[Items listed in a dataset]
☆ ☆ ☆ ☆ ☆ ☆ ☆
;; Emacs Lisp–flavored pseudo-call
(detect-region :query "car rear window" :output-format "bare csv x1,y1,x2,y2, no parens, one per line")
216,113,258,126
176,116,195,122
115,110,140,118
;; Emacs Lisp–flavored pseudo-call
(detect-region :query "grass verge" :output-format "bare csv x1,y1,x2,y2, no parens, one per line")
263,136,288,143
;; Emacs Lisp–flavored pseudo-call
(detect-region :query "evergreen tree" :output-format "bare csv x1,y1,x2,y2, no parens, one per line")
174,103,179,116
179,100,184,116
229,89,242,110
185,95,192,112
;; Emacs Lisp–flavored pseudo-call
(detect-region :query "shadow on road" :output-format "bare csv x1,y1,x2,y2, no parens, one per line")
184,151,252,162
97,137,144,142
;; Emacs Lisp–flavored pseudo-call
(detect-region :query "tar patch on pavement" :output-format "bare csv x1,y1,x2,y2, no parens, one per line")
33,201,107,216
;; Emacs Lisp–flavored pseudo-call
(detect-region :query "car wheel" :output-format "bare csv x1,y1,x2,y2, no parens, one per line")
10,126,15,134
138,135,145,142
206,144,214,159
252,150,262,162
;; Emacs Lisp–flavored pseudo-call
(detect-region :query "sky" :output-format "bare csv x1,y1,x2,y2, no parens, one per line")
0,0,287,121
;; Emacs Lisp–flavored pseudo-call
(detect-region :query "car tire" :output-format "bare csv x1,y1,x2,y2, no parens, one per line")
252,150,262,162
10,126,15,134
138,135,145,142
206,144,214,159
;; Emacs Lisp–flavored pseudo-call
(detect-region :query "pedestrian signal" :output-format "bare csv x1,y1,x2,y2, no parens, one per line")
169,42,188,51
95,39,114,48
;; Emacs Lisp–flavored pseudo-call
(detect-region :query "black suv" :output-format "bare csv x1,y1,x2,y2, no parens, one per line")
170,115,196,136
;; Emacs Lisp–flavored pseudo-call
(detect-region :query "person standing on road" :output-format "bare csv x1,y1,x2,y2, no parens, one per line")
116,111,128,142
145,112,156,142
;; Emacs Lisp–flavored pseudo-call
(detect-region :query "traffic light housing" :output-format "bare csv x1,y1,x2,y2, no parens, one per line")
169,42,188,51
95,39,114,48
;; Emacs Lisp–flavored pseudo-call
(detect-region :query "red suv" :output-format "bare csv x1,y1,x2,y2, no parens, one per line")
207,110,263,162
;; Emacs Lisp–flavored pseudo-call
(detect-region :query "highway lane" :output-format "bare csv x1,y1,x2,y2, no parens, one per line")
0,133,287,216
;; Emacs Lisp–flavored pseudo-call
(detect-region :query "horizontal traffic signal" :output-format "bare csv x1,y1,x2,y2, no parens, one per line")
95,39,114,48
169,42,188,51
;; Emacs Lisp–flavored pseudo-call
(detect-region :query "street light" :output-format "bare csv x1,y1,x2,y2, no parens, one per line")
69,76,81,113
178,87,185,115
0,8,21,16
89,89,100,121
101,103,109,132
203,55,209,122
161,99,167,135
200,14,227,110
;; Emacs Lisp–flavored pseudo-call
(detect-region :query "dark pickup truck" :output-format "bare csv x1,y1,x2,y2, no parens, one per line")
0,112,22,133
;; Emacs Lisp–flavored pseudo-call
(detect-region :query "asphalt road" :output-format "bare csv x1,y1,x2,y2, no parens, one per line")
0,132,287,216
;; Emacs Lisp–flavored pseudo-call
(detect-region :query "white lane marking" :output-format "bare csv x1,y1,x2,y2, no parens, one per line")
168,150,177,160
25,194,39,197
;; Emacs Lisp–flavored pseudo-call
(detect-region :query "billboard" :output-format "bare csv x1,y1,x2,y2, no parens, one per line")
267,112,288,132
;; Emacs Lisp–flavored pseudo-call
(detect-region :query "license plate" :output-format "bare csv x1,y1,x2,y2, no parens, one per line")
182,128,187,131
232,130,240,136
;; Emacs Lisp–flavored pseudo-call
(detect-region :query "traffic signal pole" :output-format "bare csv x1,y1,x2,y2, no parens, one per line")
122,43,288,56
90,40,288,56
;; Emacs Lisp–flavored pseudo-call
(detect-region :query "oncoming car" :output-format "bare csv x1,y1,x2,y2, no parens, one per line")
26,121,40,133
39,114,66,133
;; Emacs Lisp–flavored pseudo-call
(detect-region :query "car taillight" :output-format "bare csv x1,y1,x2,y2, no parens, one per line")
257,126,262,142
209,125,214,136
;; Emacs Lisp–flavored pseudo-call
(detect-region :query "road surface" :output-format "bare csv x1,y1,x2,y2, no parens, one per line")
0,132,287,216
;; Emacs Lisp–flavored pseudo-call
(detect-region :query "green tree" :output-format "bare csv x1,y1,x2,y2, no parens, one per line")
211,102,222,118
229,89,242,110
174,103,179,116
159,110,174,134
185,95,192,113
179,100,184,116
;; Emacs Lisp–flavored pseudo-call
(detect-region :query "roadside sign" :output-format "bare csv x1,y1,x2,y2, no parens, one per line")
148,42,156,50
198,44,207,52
☆ ☆ ☆ ☆ ☆ ☆ ☆
> [What needs to be done] Go through the data and retype all of it exactly.

> [Exercise output]
;; Emacs Lisp–flavored pseudo-call
(detect-region :query "car rear window" :output-format "bare csv x1,y1,x2,y2, no parens, one per line")
216,113,258,126
176,116,195,122
115,110,140,118
;; Emacs Lisp–flavored pseudo-call
(detect-region :query "grass verge" :output-format "bare csv x1,y1,x2,y2, no parens, one per line")
263,136,288,143
;; Emacs Lisp–flavored pseudo-call
(detect-region :query "evergreen tree" :output-format "bare csv x1,y1,x2,y2, no parens, one per line")
174,103,179,116
179,100,184,116
229,89,242,110
185,95,192,112
;; Emacs Lisp–flavored pseudo-call
(detect-region :query "shadow on road" :output-format "bare csv x1,y1,x2,y2, no parens, one per line")
184,151,252,162
97,137,144,142
;; Emacs Lisp–flavored pseudo-call
(detect-region :query "tar patch on pavement" :output-format "bare csv x1,y1,x2,y2, no parens, one per line")
33,201,107,216
;; Emacs Lisp–flavored pseudo-call
(detect-region :query "car wheel" :output-format "bare csv x1,y1,x2,y2, no parens, one per line")
10,126,15,134
138,135,145,142
206,144,214,159
252,150,262,162
;; Emacs Lisp–flavored pseudo-call
(detect-region :query "sky" :output-format "bare csv x1,y1,x2,y2, no parens, one per line")
0,0,287,121
;; Emacs Lisp–flavored pseudo-call
(detect-region :query "car tire" :output-format "bare csv x1,y1,x2,y2, no parens, one per line")
252,150,262,162
10,126,15,134
138,135,145,142
206,144,214,159
;; Emacs Lisp–flavored pseudo-call
(detect-region :query "pedestrian signal" :output-format "bare csv x1,y1,x2,y2, no parens, one per line")
169,42,188,51
95,39,114,48
;; Emacs Lisp–flavored pseudo-call
(detect-region :query "black suv" :output-format "bare csv x1,y1,x2,y2, no parens, one per line")
170,115,196,136
;; Emacs Lisp–flavored pseudo-call
(detect-region :query "person standing on road" :output-format "bare csv x1,y1,x2,y2, no parens, one per line")
116,111,128,142
145,112,156,142
;; Emacs Lisp–flavored pseudo-call
(detect-region :query "traffic light housing" :output-format "bare csv x1,y1,x2,y2, no parens, one per line")
169,42,188,51
95,39,114,48
;; Emacs Lisp–flavored pseudo-call
(detect-region :query "red suv" :output-format "bare csv x1,y1,x2,y2, no parens, one per line")
207,110,263,162
;; Emacs Lisp–flavored pseudo-call
(detect-region :query "highway lane" :output-format "bare csv x1,y1,x2,y2, no parens, one per line")
0,133,287,216
;; Emacs Lisp–flavored pseudo-call
(detect-region :query "horizontal traffic signal" :output-format "bare csv x1,y1,x2,y2, no parens, one per line")
95,39,114,48
169,42,188,51
;; Emacs Lisp–flavored pseudo-call
(detect-region :query "street light" :output-format "bare csv x1,y1,x2,y2, no parens, one per line")
69,76,81,113
178,87,185,115
0,8,21,16
89,89,100,121
101,103,109,132
203,55,209,122
161,99,167,135
200,14,227,110
;; Emacs Lisp–flavored pseudo-call
(detect-region :query "dark pickup truck" :output-format "bare csv x1,y1,x2,y2, no parens, one per line")
0,112,22,133
;; Emacs Lisp–flavored pseudo-call
(detect-region :query "asphalt road" :output-format "bare csv x1,y1,x2,y2, no parens, one per line")
0,132,287,216
;; Emacs Lisp–flavored pseudo-call
(detect-region :query "white lane marking" :output-format "bare csv x1,y1,x2,y2, no parens, one per line")
168,150,177,160
25,194,39,197
;; Emacs Lisp–flavored pseudo-call
(detect-region :query "billboard" :output-format "bare csv x1,y1,x2,y2, no parens, one per line")
267,112,288,132
;; Emacs Lisp–flavored pseudo-call
(detect-region :query "license plate" :output-format "bare csv x1,y1,x2,y2, no parens, one per line")
182,128,187,131
232,130,240,136
;; Emacs Lisp–flavored pseudo-call
(detect-region :query "traffic signal pole" :output-format "bare csv x1,y1,x2,y2, no parens, one per line")
122,43,288,56
90,40,288,56
;; Emacs Lisp–flavored pseudo-call
(detect-region :query "oncoming car" :output-format "bare csv x1,y1,x2,y2, no parens, one per line")
26,121,40,133
39,114,66,133
;; Emacs Lisp–flavored pseudo-call
(detect-region :query "car taillight" :output-format "bare csv x1,y1,x2,y2, no parens, one per line")
257,126,262,142
209,125,214,136
;; Emacs Lisp–flavored pseudo-call
(detect-region :query "road surface" :output-format "bare csv x1,y1,x2,y2, no parens, one per line")
0,132,287,216
;; Emacs Lisp–flavored pseudo-call
(detect-region :query "green tree" :output-format "bare csv x1,y1,x2,y2, no parens, one per line")
211,102,222,118
229,89,242,110
174,103,179,116
159,110,174,134
185,95,192,113
179,100,184,116
;; Emacs Lisp–flavored pseudo-call
(detect-region :query "roadside sign" :output-format "bare csv x1,y1,x2,y2, no parens, one per line")
148,42,156,50
198,44,207,52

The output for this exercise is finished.